### Exercise A
Answer these about the forum thread on insulating a basement foundation, one answer per line, marked the same way:
(i) How thick was the styrofoam Lamar Holland placed along the foundation?
(ii) According to HarryG, what does that styrofoam do for the basement?
(iii) What kind of problem does chrpmaster say the work should fix?
### Exercise B
Pick up the forum thread about insulating a basement foundation and carry it on past its last post.

# L 48



## Lamar Holland (Dec 28, 2005)

While it is unseasonably warm I decided to dig along my foundation, tar, place 2 inch styrofoam, 6 mil plastic, and a perimeter drain..


----------



## Lamar Holland (Dec 28, 2005)

another


----------



## Lamar Holland (Dec 28, 2005)

3rd


----------



## Lamar Holland (Dec 28, 2005)

last one


----------



## Chris (Sep 15, 2003)

Ok, what is the styrofoam for and what are you doing in your project? Insulating the foundation? Thanks!

Andy


----------



## chrpmaster (May 5, 2004)

Lamar

Great job! should fix any water problem you had in the basement. also gets you some seat time:tractorsm


----------



## HarryG (Mar 28, 2004)

Lamar, nice work. 

Andy, yes, thats insulation for the basement walls. It really helps keep the basement warmer.


----------



## chrpmaster (May 5, 2004)

Harry do you have that type insulation on your house? I always wondered how much that would help when most of the wall is below grade already and you have the dirt to insulate.

### Extracted entries
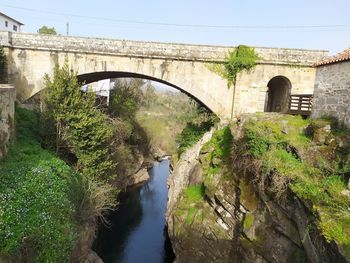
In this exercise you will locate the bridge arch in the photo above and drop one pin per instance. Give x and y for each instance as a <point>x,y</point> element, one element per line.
<point>278,93</point>
<point>88,78</point>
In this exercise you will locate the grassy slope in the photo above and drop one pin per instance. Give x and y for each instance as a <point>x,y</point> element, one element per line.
<point>317,177</point>
<point>37,211</point>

### Task answer A
(i) 2 inches.
(ii) It insulates the basement walls and helps keep the basement warmer.
(iii) Any water problem in the basement.

### Task answer B
----------



## Archdean (Jul 15, 2004)

I'm certain that it is now a required building code for any inhabitable sub terraining structure i.e. basement/celler in all fifty states now!!!

This applies to all homes that the buyer needs to obtain financing for!


----------



## Lamar Holland (Dec 28, 2005)

nope,
not required here in the ne and thinking of our usual winters, one would tend to think it mandatory. I live on a large reservoir, which means wind almost every single day... There are times the ambient temp is 20 below. Factor in a wind speed, and cold will make a believer out of you. This is just tar, insulate, waterproof, that is 6 mil plastic,,, and putting in perimeter drains too...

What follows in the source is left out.